* _Voci fornite_
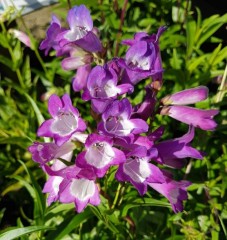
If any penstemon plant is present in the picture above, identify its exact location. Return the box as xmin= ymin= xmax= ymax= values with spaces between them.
xmin=29 ymin=5 xmax=218 ymax=213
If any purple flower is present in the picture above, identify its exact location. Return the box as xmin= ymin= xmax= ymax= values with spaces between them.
xmin=37 ymin=94 xmax=86 ymax=145
xmin=42 ymin=147 xmax=72 ymax=205
xmin=76 ymin=134 xmax=125 ymax=177
xmin=154 ymin=127 xmax=203 ymax=168
xmin=132 ymin=86 xmax=156 ymax=121
xmin=9 ymin=29 xmax=32 ymax=48
xmin=82 ymin=66 xmax=133 ymax=113
xmin=73 ymin=64 xmax=91 ymax=92
xmin=39 ymin=15 xmax=64 ymax=55
xmin=59 ymin=178 xmax=100 ymax=213
xmin=161 ymin=86 xmax=208 ymax=105
xmin=98 ymin=98 xmax=148 ymax=140
xmin=161 ymin=106 xmax=219 ymax=130
xmin=61 ymin=43 xmax=93 ymax=70
xmin=115 ymin=147 xmax=164 ymax=195
xmin=119 ymin=27 xmax=166 ymax=85
xmin=148 ymin=177 xmax=191 ymax=213
xmin=57 ymin=5 xmax=102 ymax=52
xmin=28 ymin=142 xmax=75 ymax=165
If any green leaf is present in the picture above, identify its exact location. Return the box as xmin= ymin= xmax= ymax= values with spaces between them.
xmin=195 ymin=14 xmax=227 ymax=49
xmin=213 ymin=47 xmax=227 ymax=66
xmin=24 ymin=93 xmax=45 ymax=125
xmin=121 ymin=198 xmax=171 ymax=217
xmin=45 ymin=208 xmax=93 ymax=240
xmin=0 ymin=33 xmax=9 ymax=48
xmin=186 ymin=20 xmax=196 ymax=57
xmin=19 ymin=161 xmax=46 ymax=224
xmin=0 ymin=55 xmax=13 ymax=69
xmin=0 ymin=226 xmax=54 ymax=240
xmin=22 ymin=55 xmax=31 ymax=86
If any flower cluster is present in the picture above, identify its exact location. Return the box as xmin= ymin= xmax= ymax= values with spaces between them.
xmin=29 ymin=5 xmax=218 ymax=212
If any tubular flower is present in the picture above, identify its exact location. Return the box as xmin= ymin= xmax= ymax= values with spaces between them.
xmin=37 ymin=94 xmax=86 ymax=145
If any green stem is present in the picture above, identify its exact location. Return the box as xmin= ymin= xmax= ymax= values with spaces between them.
xmin=1 ymin=22 xmax=25 ymax=89
xmin=111 ymin=183 xmax=121 ymax=209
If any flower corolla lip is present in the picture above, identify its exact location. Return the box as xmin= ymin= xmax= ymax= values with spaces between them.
xmin=160 ymin=106 xmax=219 ymax=130
xmin=119 ymin=27 xmax=165 ymax=85
xmin=37 ymin=94 xmax=86 ymax=145
xmin=76 ymin=134 xmax=125 ymax=178
xmin=56 ymin=5 xmax=102 ymax=52
xmin=161 ymin=86 xmax=209 ymax=105
xmin=154 ymin=126 xmax=203 ymax=168
xmin=72 ymin=64 xmax=91 ymax=92
xmin=98 ymin=98 xmax=148 ymax=138
xmin=82 ymin=65 xmax=133 ymax=113
xmin=39 ymin=15 xmax=65 ymax=55
xmin=58 ymin=178 xmax=100 ymax=213
xmin=9 ymin=29 xmax=31 ymax=48
xmin=28 ymin=142 xmax=75 ymax=165
xmin=115 ymin=146 xmax=164 ymax=195
xmin=64 ymin=5 xmax=93 ymax=42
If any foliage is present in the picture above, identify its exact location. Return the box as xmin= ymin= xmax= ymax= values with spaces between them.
xmin=0 ymin=0 xmax=227 ymax=240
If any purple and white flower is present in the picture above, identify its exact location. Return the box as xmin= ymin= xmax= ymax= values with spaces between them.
xmin=161 ymin=86 xmax=208 ymax=105
xmin=154 ymin=127 xmax=203 ymax=168
xmin=119 ymin=27 xmax=166 ymax=85
xmin=59 ymin=178 xmax=100 ymax=213
xmin=37 ymin=94 xmax=86 ymax=146
xmin=115 ymin=147 xmax=164 ymax=195
xmin=39 ymin=15 xmax=64 ymax=56
xmin=160 ymin=106 xmax=219 ymax=130
xmin=57 ymin=5 xmax=102 ymax=52
xmin=76 ymin=134 xmax=125 ymax=178
xmin=72 ymin=64 xmax=91 ymax=92
xmin=82 ymin=65 xmax=133 ymax=113
xmin=98 ymin=98 xmax=148 ymax=141
xmin=28 ymin=142 xmax=75 ymax=165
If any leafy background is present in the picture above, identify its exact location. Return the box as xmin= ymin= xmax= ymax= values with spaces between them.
xmin=0 ymin=0 xmax=227 ymax=240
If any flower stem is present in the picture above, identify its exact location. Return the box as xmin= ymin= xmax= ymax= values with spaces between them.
xmin=111 ymin=183 xmax=122 ymax=209
xmin=114 ymin=0 xmax=128 ymax=56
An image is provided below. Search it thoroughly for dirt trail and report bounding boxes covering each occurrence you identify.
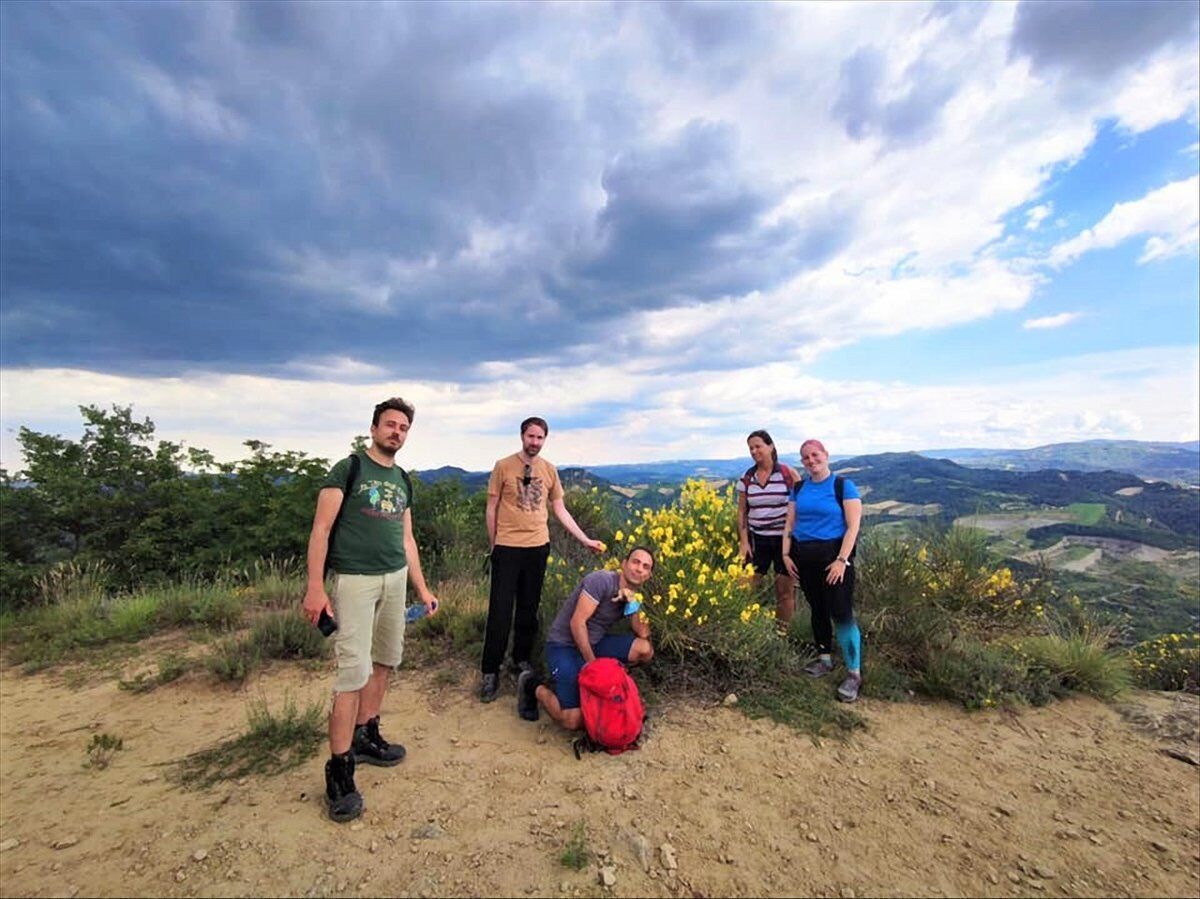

* _Obiettivo_
Riscrivi soltanto il tratto delle voci che si apre con la riga contenente "If any flower stem" e si chiude con la fine delle voci, estremi compresi e richieste incluse. Nelle risposte, scala tutte le coordinate dei riquadri per 1,85 e arrotondale all'intero, con le metà per eccesso; ometti le immagini.

* _Risultato_
If any flower stem is present in the picture above, identify its exact location. Return the box as xmin= ymin= xmax= ymax= values with spaces between them.
xmin=205 ymin=339 xmax=226 ymax=387
xmin=211 ymin=0 xmax=237 ymax=104
An image is provided below. Search it thoroughly for dirt trail and report bounding boxes covering each occurrence you identify.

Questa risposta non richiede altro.